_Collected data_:

★ ★ ★ ★ ★ ★ ★

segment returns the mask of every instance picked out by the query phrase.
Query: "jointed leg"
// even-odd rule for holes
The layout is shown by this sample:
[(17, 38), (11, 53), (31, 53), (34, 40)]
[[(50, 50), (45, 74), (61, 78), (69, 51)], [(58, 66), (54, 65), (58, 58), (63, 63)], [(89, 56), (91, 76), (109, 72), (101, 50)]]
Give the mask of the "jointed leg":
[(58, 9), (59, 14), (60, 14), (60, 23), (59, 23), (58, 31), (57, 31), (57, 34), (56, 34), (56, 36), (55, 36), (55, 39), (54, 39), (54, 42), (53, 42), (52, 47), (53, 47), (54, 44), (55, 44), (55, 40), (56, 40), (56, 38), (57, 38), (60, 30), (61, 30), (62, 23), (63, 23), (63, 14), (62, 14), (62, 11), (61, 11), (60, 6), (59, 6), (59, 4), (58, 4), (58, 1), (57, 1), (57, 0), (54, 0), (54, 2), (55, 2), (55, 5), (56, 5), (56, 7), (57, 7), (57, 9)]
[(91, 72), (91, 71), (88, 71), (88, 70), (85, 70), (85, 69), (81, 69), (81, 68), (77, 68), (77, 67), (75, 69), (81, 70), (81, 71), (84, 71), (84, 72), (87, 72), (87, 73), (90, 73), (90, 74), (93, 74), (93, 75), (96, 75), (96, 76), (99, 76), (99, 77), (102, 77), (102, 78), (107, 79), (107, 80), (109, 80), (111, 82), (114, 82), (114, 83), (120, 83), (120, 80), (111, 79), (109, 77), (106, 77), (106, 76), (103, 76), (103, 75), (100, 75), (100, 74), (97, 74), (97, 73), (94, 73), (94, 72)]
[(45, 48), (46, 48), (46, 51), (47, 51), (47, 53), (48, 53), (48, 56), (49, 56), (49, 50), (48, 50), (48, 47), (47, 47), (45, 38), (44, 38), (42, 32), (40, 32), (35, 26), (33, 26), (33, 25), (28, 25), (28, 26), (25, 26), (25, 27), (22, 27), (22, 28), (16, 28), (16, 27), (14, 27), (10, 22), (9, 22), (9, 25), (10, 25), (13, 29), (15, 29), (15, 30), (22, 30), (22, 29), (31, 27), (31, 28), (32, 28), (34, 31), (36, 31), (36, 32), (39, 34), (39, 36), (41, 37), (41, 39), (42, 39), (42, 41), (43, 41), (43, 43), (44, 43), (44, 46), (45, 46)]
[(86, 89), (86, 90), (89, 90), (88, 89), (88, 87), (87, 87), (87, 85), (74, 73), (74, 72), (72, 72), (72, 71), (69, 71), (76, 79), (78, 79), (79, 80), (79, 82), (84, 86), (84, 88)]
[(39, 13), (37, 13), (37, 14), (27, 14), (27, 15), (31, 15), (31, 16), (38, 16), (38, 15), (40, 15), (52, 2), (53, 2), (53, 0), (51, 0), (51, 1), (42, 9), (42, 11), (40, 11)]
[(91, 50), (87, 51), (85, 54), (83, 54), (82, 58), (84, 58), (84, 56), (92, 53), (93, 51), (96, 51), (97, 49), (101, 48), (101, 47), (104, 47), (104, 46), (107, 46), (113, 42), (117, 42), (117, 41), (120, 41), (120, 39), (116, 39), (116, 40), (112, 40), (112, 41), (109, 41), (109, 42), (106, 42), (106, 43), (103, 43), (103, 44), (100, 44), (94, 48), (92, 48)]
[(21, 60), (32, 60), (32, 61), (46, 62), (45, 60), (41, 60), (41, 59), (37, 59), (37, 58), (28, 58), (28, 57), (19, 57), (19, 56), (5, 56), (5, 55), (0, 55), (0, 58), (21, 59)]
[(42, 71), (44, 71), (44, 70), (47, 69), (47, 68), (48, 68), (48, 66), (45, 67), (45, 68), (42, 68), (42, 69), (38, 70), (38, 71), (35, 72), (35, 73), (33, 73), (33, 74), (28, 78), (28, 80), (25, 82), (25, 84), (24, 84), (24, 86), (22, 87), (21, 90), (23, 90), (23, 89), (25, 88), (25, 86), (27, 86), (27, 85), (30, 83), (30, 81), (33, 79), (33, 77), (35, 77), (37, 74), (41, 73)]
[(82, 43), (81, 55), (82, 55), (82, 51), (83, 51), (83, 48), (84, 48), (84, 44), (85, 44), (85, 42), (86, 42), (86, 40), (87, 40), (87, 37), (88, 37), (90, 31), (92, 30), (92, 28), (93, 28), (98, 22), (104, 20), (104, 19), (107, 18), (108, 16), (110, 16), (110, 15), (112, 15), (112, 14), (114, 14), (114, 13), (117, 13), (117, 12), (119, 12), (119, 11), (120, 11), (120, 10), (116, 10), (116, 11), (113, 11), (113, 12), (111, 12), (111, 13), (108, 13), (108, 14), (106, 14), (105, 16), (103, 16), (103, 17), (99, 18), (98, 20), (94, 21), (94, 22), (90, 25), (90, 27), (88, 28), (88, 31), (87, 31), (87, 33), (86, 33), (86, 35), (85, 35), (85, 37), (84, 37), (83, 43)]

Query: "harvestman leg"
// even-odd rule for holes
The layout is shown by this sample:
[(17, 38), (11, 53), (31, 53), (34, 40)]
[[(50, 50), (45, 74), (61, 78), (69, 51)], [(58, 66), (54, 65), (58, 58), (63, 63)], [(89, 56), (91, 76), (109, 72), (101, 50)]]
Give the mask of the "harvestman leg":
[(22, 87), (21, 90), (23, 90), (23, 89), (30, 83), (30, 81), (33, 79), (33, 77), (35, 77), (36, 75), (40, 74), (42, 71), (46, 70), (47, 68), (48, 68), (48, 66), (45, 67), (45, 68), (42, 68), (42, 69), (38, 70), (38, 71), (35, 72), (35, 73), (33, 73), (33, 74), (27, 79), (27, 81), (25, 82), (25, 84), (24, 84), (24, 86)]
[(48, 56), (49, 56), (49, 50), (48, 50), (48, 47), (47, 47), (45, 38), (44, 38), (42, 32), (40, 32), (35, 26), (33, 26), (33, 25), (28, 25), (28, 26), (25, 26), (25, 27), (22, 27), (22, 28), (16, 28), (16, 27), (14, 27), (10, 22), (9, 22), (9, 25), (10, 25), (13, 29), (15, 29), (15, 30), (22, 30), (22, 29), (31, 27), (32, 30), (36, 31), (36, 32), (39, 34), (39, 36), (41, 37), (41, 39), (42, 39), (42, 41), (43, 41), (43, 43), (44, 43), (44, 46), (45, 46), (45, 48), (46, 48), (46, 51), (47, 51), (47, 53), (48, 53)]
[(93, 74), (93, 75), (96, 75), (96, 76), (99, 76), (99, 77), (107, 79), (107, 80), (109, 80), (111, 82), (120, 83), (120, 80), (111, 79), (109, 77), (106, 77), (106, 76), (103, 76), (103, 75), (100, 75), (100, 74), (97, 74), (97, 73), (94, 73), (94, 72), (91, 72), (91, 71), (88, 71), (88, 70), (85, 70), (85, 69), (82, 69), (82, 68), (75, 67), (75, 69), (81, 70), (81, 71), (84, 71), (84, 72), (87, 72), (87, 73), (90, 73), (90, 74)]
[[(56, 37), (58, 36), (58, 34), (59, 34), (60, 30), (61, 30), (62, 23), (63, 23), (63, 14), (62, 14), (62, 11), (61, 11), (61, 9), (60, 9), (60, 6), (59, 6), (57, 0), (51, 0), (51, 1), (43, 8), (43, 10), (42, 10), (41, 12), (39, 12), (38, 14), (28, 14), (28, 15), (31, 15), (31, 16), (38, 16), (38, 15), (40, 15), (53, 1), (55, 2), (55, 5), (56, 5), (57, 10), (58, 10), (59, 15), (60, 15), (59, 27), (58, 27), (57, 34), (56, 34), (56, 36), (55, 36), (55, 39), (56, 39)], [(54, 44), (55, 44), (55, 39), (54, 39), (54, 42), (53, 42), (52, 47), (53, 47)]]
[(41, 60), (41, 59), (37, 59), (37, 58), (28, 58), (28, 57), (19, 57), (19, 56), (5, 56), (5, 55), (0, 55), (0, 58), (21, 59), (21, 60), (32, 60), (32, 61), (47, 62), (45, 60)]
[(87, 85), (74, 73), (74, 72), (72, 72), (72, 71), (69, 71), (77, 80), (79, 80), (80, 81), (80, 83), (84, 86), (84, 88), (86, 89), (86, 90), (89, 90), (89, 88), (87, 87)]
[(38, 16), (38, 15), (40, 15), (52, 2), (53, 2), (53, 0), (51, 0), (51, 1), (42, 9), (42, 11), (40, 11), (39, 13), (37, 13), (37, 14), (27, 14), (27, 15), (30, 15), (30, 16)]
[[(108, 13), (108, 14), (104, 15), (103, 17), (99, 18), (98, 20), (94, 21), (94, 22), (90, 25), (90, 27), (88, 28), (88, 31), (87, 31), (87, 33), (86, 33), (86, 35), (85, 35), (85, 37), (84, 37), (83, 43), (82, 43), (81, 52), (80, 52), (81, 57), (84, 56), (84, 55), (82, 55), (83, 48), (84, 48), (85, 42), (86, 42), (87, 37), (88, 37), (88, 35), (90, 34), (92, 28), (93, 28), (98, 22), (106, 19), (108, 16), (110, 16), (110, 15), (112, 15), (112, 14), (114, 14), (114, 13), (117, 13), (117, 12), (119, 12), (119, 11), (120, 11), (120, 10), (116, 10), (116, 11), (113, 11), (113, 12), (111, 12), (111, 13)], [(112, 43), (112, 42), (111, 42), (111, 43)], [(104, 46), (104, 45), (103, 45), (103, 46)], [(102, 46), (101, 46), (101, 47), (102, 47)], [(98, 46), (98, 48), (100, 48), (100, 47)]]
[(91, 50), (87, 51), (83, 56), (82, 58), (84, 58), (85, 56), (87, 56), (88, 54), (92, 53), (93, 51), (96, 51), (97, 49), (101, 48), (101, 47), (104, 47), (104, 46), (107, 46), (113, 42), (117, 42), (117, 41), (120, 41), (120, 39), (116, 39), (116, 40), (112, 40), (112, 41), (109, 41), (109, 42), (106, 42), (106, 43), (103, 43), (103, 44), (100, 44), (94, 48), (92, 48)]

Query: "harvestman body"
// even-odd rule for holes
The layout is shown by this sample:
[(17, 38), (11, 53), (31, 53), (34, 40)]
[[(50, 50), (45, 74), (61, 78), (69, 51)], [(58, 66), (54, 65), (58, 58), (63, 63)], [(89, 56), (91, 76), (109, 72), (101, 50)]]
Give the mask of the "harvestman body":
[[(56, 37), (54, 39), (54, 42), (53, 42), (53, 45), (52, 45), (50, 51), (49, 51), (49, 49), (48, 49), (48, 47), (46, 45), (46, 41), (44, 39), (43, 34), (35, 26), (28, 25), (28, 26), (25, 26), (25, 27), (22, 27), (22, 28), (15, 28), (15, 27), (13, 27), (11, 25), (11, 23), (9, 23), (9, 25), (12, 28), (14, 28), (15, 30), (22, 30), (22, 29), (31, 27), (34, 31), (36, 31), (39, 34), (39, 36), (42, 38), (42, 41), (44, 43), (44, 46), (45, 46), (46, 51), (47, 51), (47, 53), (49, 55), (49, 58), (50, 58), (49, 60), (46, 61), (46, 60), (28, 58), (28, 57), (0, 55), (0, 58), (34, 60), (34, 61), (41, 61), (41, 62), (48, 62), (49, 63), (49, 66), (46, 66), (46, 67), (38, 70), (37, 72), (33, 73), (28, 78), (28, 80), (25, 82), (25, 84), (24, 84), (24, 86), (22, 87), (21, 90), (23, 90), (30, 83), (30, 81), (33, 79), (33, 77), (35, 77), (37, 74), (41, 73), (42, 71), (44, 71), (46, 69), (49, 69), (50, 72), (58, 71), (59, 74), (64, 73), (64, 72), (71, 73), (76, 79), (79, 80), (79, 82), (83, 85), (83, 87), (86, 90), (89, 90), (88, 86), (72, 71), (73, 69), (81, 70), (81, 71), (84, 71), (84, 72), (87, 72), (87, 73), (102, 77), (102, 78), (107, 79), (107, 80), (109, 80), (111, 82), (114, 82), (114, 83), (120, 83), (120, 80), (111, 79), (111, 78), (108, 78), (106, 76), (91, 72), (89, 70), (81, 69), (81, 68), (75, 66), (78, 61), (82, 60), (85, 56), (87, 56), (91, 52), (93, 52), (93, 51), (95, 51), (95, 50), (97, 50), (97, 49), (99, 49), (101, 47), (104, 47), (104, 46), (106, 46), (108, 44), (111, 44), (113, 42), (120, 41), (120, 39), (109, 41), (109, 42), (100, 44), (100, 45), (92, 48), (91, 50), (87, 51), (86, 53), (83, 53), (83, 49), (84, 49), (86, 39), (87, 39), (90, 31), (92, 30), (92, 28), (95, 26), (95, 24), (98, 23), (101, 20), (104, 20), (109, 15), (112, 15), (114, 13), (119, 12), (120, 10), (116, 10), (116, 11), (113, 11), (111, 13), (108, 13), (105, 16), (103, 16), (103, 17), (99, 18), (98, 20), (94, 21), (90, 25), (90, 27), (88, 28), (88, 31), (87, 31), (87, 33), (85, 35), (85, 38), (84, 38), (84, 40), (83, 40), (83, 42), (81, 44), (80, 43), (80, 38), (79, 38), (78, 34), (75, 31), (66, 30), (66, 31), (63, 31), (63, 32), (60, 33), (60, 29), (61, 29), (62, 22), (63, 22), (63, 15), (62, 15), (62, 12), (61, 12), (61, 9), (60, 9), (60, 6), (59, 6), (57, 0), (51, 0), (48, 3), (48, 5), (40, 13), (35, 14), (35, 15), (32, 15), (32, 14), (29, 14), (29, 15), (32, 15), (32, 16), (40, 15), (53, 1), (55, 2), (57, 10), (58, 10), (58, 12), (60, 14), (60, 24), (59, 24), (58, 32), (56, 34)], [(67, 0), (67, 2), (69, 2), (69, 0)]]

★ ★ ★ ★ ★ ★ ★

_WHAT IS EXPECTED_: Report how many lines of the records contain the string "mask", treating uppercase and lowercase as different. Give only the number.

_RESULT FOR THIS TASK_: 4